What to do ::
(1) In the piece on disaster movies and human evil, answer each question:
(a) Which two films are named as examples of 1970s disaster movies?
(b) Which revolution is cited as another case of evil wrapped in the guise of something "progressive"?
(c) What did Hitler bring to Germany before he engaged in full-scale war?
(2) Can you resume the piece on disaster movies and human evil from the point where it stops?

Document section ::
*** Begin section ***

A piece I wrote recently....
We're going in”...
Bill Harding – Twister.
It was a big thing in the seventies – the disaster movie.
People would pack cinemas to see films like The Towering Inferno and Jaws to be shocked and terrified by experiencing some man-made or natural disaster.
None of us, however, really enjoy living in a world of earthquakes or tsunamis... but we do.
It's also true to say we live in a world of enormous human evil.
The events of the 20th century left a truly miserable trail of abominable carnage and extermination.
From the Gulag's of Stalin's 'glorious' Socialist state, through the gas chambers of Nazi Germany, to the Killing Fields of Mao and Pohl-Pot in the East, these awful decades of death grant us a horrifying insight into the seemingly inexhaustible misery and brutality we can impose upon others, particularly in the name of some form of political idealism.
As with the French revolution of the 1700's, this manner of evil is continually wrapped in the guise of something meaningful and 'progressive' for humanity. Hitler brought several years of genuine economic growth in Germany before his engagement in full scale war, but behind the scenes, work was already in hand to bring about the centre-piece of a national socialist regime – the 'final solution', which would begin with the extermination of the Jewish people, but would then continue within the new reich into the purging of all races to bring about the goal of a truly 'pure', eugenically guided master species.

*** End section ***

Data excerpt ::

*** Begin section ***

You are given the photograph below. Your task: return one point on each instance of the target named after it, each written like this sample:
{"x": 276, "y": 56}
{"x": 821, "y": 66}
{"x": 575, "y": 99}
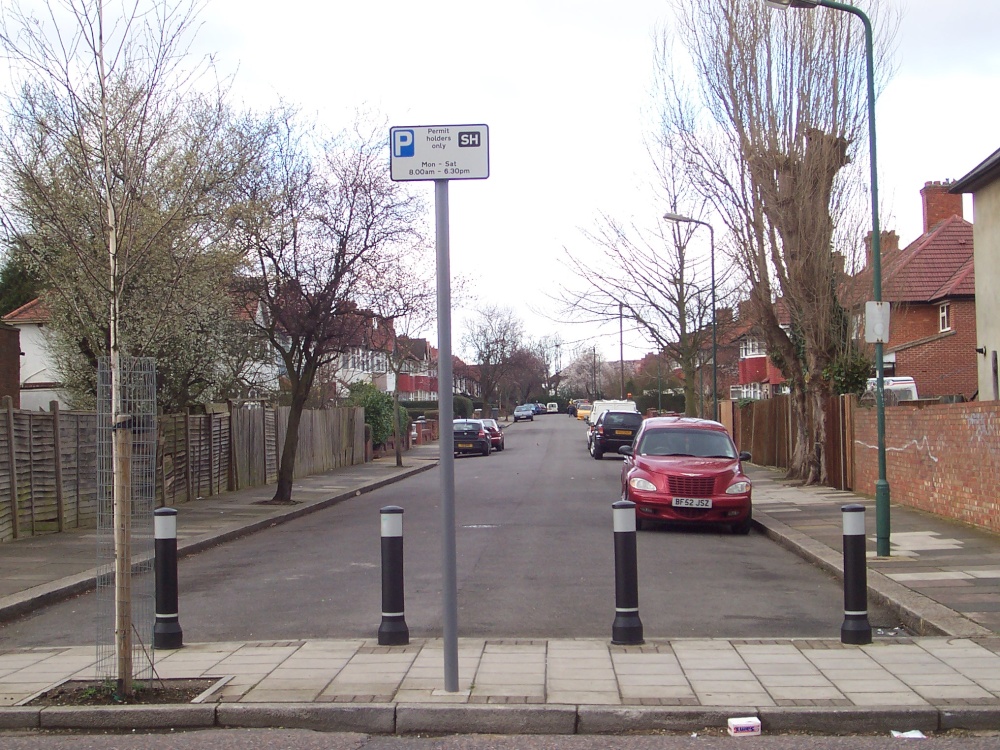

*** End section ***

Answers per task ::
(1)
(a) The Towering Inferno and Jaws.
(b) The French revolution of the 1700's.
(c) Several years of genuine economic growth.

(2)
The 'truth' we want to tell ourselves about our own times is that the great wars ended such troubles – that for our lifetimes we have moved away from such abominable aims and instruments of ideological control into an age of genuine enlightenment and calm, but this would fly in the face of reality, and recent events of global trial have shown us otherwise. Whilst the threat of a nightmare pandemic has left many realms gripped by fear into yielding their economic policies into wholesale damage control, the far deadlier take-over at work in our political and social structures has continued unabated, indeed aided by the present conditions. We are at greatest risk not from a virulent form of a seasonal strain of a particular grouping of a virus, but the very same ideological misery that has played out in prior times.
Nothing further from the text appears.